We know all these things because the victims of Snyder’s toxic culture spoke out, not due to an investigation that did actually happen. We actually don’t know anything about that investigation, because the NFL took it over, ran it, and once it was over, buried everything.

The Glass House of the NFL

The owners run and own the NFL. More than any other body in existence, the NFL is essentially immune from outside influence, scrutiny, and accountability. They run their own media, and control what they don’t own by carefully guarding access to teams, players, coaches, and content. They conduct their own investigations, carefully choose who gets to see the results, and weaponize the results against anyone who displeases them.

The reason only the New York Times has seen the emails with Jon Gruden’s inflammatory language is because showing their full text would elicit questions: who else is on the emails, who responded, what were the responses. All things we will never know. Another thing we will never know is the content of the other 649,997 emails that were examined as part of the NFL’s investigation into Synder’s toxic culture.

Gruden’s emails were exposed to the Times because he insulted Goodell and other owners. If you think, for a second, that the NFL actually cares about homophobic language, read the lyrics of who they just hired to play their Superbowl Halftime Show:

The NFL is shocked and reviled by misogyny? Really? Hate to dip into the Superbowl again but “Bitches ain’t shit but hoes and tricks” ring a bell with anyone?

▶ _Prompt 1_:
Answer these from the excerpt on the NFL:
(a) Which body took over and ran the investigation into Snyder's toxic culture?
(b) Which newspaper is the only one to have seen Jon Gruden's emails?
(c) How many other emails were examined in that investigation?
▶ _Prompt 2_: Duplicate the passage of the NFL excerpt starting at "The owners run" and ending at "Synder’s toxic culture.".
The records are separate material and have no connection to the excerpt on the NFL.

▶ _Dataset extract_:
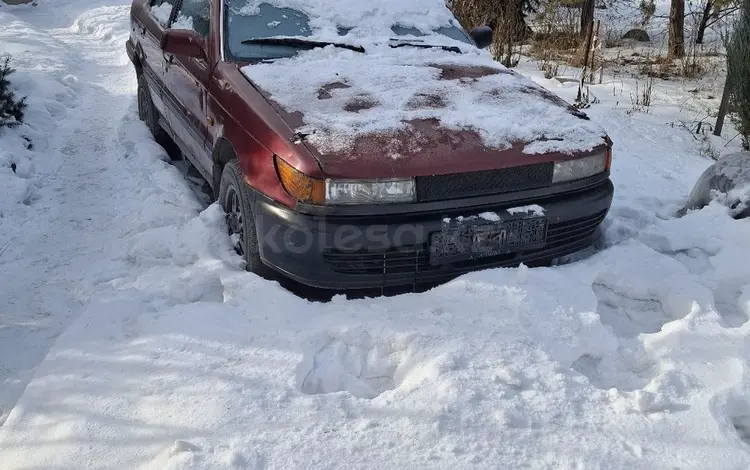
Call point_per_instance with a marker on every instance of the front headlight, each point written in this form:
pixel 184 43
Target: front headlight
pixel 344 191
pixel 578 168
pixel 378 191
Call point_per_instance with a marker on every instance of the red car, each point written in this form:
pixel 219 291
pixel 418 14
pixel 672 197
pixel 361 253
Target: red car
pixel 367 143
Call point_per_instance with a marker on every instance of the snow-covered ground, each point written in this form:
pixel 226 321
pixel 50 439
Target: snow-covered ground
pixel 130 337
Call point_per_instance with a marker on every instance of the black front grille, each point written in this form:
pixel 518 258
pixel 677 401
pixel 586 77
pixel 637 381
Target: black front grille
pixel 415 259
pixel 483 183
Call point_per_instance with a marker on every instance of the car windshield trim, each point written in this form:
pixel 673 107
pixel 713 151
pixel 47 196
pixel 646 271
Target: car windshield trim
pixel 301 43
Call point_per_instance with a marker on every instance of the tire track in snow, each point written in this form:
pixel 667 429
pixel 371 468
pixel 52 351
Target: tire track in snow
pixel 81 205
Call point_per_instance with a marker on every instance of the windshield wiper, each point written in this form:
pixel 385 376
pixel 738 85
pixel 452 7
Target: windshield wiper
pixel 301 43
pixel 427 46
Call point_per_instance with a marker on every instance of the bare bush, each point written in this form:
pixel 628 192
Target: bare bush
pixel 641 100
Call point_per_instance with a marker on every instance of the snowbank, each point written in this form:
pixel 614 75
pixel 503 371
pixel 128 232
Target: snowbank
pixel 635 357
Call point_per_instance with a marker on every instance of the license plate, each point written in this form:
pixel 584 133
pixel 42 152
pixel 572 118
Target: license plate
pixel 480 240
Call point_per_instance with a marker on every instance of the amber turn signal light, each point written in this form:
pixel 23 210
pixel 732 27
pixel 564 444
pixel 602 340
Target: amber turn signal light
pixel 300 186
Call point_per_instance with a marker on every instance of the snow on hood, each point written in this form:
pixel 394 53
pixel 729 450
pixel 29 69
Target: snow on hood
pixel 344 94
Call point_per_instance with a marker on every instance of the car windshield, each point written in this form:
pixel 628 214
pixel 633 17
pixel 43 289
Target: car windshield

▶ _Answer 1_:
(a) The NFL.
(b) The New York Times.
(c) 649,997.

▶ _Answer 2_:
The owners run and own the NFL. More than any other body in existence, the NFL is essentially immune from outside influence, scrutiny, and accountability. They run their own media, and control what they don’t own by carefully guarding access to teams, players, coaches, and content. They conduct their own investigations, carefully choose who gets to see the results, and weaponize the results against anyone who displeases them.

The reason only the New York Times has seen the emails with Jon Gruden’s inflammatory language is because showing their full text would elicit questions: who else is on the emails, who responded, what were the responses. All things we will never know. Another thing we will never know is the content of the other 649,997 emails that were examined as part of the NFL’s investigation into Synder’s toxic culture.